-- start --

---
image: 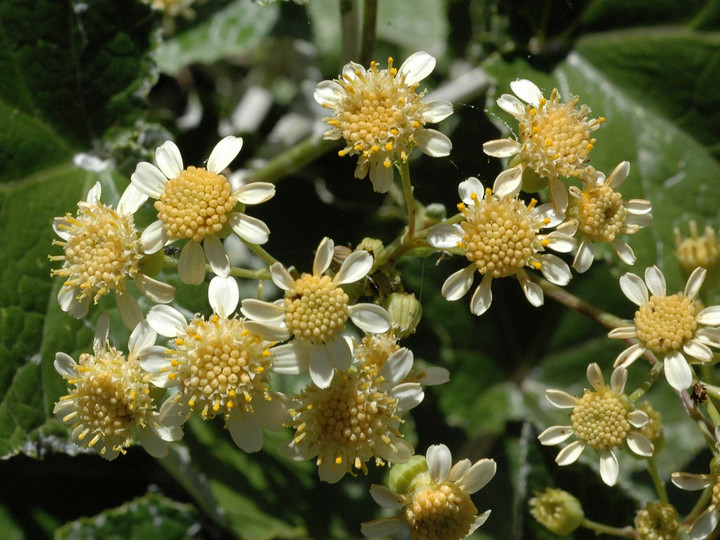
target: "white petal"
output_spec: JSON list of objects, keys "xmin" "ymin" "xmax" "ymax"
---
[
  {"xmin": 207, "ymin": 135, "xmax": 242, "ymax": 174},
  {"xmin": 600, "ymin": 449, "xmax": 620, "ymax": 486},
  {"xmin": 470, "ymin": 274, "xmax": 492, "ymax": 316},
  {"xmin": 695, "ymin": 306, "xmax": 720, "ymax": 326},
  {"xmin": 545, "ymin": 388, "xmax": 578, "ymax": 409},
  {"xmin": 370, "ymin": 484, "xmax": 407, "ymax": 510},
  {"xmin": 130, "ymin": 165, "xmax": 167, "ymax": 199},
  {"xmin": 664, "ymin": 351, "xmax": 693, "ymax": 392},
  {"xmin": 420, "ymin": 99, "xmax": 453, "ymax": 124},
  {"xmin": 228, "ymin": 212, "xmax": 270, "ymax": 245},
  {"xmin": 627, "ymin": 431, "xmax": 655, "ymax": 457},
  {"xmin": 425, "ymin": 444, "xmax": 452, "ymax": 484},
  {"xmin": 510, "ymin": 79, "xmax": 543, "ymax": 107},
  {"xmin": 54, "ymin": 352, "xmax": 77, "ymax": 379},
  {"xmin": 555, "ymin": 441, "xmax": 585, "ymax": 466},
  {"xmin": 645, "ymin": 266, "xmax": 666, "ymax": 296},
  {"xmin": 538, "ymin": 253, "xmax": 572, "ymax": 286},
  {"xmin": 270, "ymin": 263, "xmax": 295, "ymax": 291},
  {"xmin": 178, "ymin": 240, "xmax": 205, "ymax": 285},
  {"xmin": 538, "ymin": 426, "xmax": 575, "ymax": 446},
  {"xmin": 427, "ymin": 223, "xmax": 463, "ymax": 249},
  {"xmin": 620, "ymin": 272, "xmax": 650, "ymax": 306},
  {"xmin": 155, "ymin": 141, "xmax": 183, "ymax": 178},
  {"xmin": 360, "ymin": 516, "xmax": 405, "ymax": 538},
  {"xmin": 397, "ymin": 51, "xmax": 435, "ymax": 86},
  {"xmin": 458, "ymin": 459, "xmax": 497, "ymax": 495},
  {"xmin": 415, "ymin": 128, "xmax": 452, "ymax": 157},
  {"xmin": 670, "ymin": 473, "xmax": 715, "ymax": 491},
  {"xmin": 147, "ymin": 306, "xmax": 187, "ymax": 337},
  {"xmin": 685, "ymin": 267, "xmax": 707, "ymax": 300},
  {"xmin": 313, "ymin": 236, "xmax": 335, "ymax": 276},
  {"xmin": 349, "ymin": 303, "xmax": 392, "ymax": 334},
  {"xmin": 227, "ymin": 410, "xmax": 263, "ymax": 452},
  {"xmin": 611, "ymin": 238, "xmax": 636, "ymax": 265},
  {"xmin": 441, "ymin": 264, "xmax": 475, "ymax": 301},
  {"xmin": 208, "ymin": 276, "xmax": 240, "ymax": 318},
  {"xmin": 140, "ymin": 220, "xmax": 169, "ymax": 255},
  {"xmin": 134, "ymin": 274, "xmax": 175, "ymax": 304},
  {"xmin": 458, "ymin": 176, "xmax": 485, "ymax": 204},
  {"xmin": 683, "ymin": 339, "xmax": 713, "ymax": 363},
  {"xmin": 239, "ymin": 300, "xmax": 285, "ymax": 322},
  {"xmin": 687, "ymin": 505, "xmax": 720, "ymax": 540},
  {"xmin": 613, "ymin": 343, "xmax": 647, "ymax": 369},
  {"xmin": 333, "ymin": 250, "xmax": 373, "ymax": 285},
  {"xmin": 115, "ymin": 291, "xmax": 145, "ymax": 329},
  {"xmin": 233, "ymin": 182, "xmax": 275, "ymax": 204},
  {"xmin": 310, "ymin": 347, "xmax": 335, "ymax": 388},
  {"xmin": 493, "ymin": 164, "xmax": 524, "ymax": 199},
  {"xmin": 483, "ymin": 139, "xmax": 520, "ymax": 158}
]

-- end --

**Required work:** Show every line of the items above that contains the string "JSON".

**Result of the task:**
output_spec: JSON list of objects, keys "xmin" "ymin" "xmax" "ymax"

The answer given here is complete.